:: Requests ::
• 1. Answer these questions from the commentary on the spoils of war below, one answer per line with matching letters.
(a) What did the Prophet (saws) himself recite in Ramadan, according to Rashid Rida?
(b) On the occasion of which battle did the verse come down?
(c) What other term does the Qur'an use for spoils of war?
• 2. Decide whether each statement agrees with the commentary on the spoils of war below. Answer yes or no, and quote the words of the commentary that decide it.
(a) The surah was placed after al-Bara'ah in the Qur'an.
(b) Ibn `Abbas, `Ikrimah, Mujahid and Dahhak hold that "anfal" covers all kinds of spoils of war.
(c) One opinion holds that "faiy" is spoils of war secured by a fight.
• 3. Carry on the commentary on the spoils of war below, starting right after its last sentence.

:: Selected text ::
Rashid Rida reproduces parts of a lengthy discussion taken up by Suyuti and Alusi concerning why this surah was placed here in the Qur’an, after al-A‘raf and before al-Bara’ah and offers his own opinion that whatever ‘Uthman (ra) had to say about their placement, the Prophet (saws) himself used to recite the whole of the Qur’an in Ramadan. Had not ‘Uthman’s arrangement agreed with the Prophet’s recitation, the Companions would not have agreed to the order that has come down to us from them.
[1] They ask you (O Prophet) concerning the spoils of war (as to how they should be distributed).2 Say, ‘The spoils of war (primarily) belong to Allah and the Messenger.’3 Therefore, fear Allah, set things right between yourselves,4 and obey Allah and His Messenger, if you are (true) believers.5
Commentary
2. Although various interpretations have been offered to the word “anfal” as occurring here, there is no difference of opinion that this verse came down on the occasion of the battle of Badr, in reference to a dispute that arose over the spoils. Ibn `Abbas, `Ikrimah, Mujahid, Dahhak and others are of the opinion that the term “anfal” is a generic term applicable to all kinds of spoils of war. (Here, in this verse, the term has been employed in this sense). However, Ibn `Abbas, along with `Ata has also said that it applies to those of the enemy materials or manpower that are left over, or secured, after the division of the spoils of war. A third opinion is that the reference is to the fifth (khumus) of the spoils of war after four-fifths of it has been distributed among the mujahedin. The Prophet (saws) was entitled to dispose it off the way he thought appropriate (Ibn Jarir). Razi, Ibn Kathir and Shawkani quote authorities that since, in the words of Asad “nafl” (of which anfal is the plural) denotes, in its purely linguistic sense, “an accretion or addition received beyond one’s due” or “something given in excess of one’s obligation,” (hence “nawafil” for supererogatory Prayers, and “We bestowed him Is-haq, and Ya`qub in addition [nafilah]”, 21: 72), and since the spoils of war that had remained unlawful to previous nations were declared lawful to this Ummah, they have been designated as “anfal” – being an addition over the original commandments contained in previous Scriptures. (Another term used in the Qur’an for spoils of war is “faiy.” Alusi lists various opinions about the difference between this term and “ghanimah.” One of the opinions is that ghanimah is that spoils of war which is secured by a fight [before or after the battle] whereas “faiy” is that spoils of war which is obtained without a fight).

:: Stored data ::
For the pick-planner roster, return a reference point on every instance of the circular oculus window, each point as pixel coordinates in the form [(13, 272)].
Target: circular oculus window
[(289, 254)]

:: Answer set ::
• 1.
(a) The whole of the Qur'an.
(b) The battle of Badr.
(c) "Faiy."

• 2.
(a) No: "after al-A‘raf and before al-Bara’ah"
(b) Yes: "Ibn `Abbas, `Ikrimah, Mujahid, Dahhak and others are of the opinion that the term “anfal” is a generic term applicable to all kinds of spoils of war."
(c) No: "“faiy” is that spoils of war which is obtained without a fight"

• 3.
The term “nafl” has a special meaning too. It is that spoil of war which the Amir bestows on someone as a gift over an above his own share (Shafi`). Another explanation is that it means “one-fifth of the one-fifth” (Shanqiti).
As regards what occasioned the revelation of this verse, Imam Razi states the following as one of the several reasons: There were three men from the Muhajirun and five from the Ansar whom the Prophet (saws) gave a share in the booty although they had not participated in the battle of Badr: (1) Uthman b. ‘Affan: because the Prophet’s daughter (‘Uthman’s wife) was sick, so he was left back to look after her; (2) Talha and (3) Sa‘id b. Zayd: the Prophet (saws) had sent these two toward the Syrian regions to gather news. [These were the three Muhajirun]; (4) Abu Lubabah b. Marwan: he was left in charge of Madinah; (5) ‘Asim: the Prophet (saws) had left him in charge of the uplands of Madinah; (6) Harth b. Hatib: when the Prophet (saws) had reached Rawha’ he asked him to return to attend to some affair involving ‘Amr b. ‘Awf; (7) Harth b. al-Summah: he fell sick by Rawha’ and so the Prophet ordered him to return; and (8) Khuwat b. Jubayr. When the Prophet gave each of these a share in the spoils of war, others objected and this verse was revealed.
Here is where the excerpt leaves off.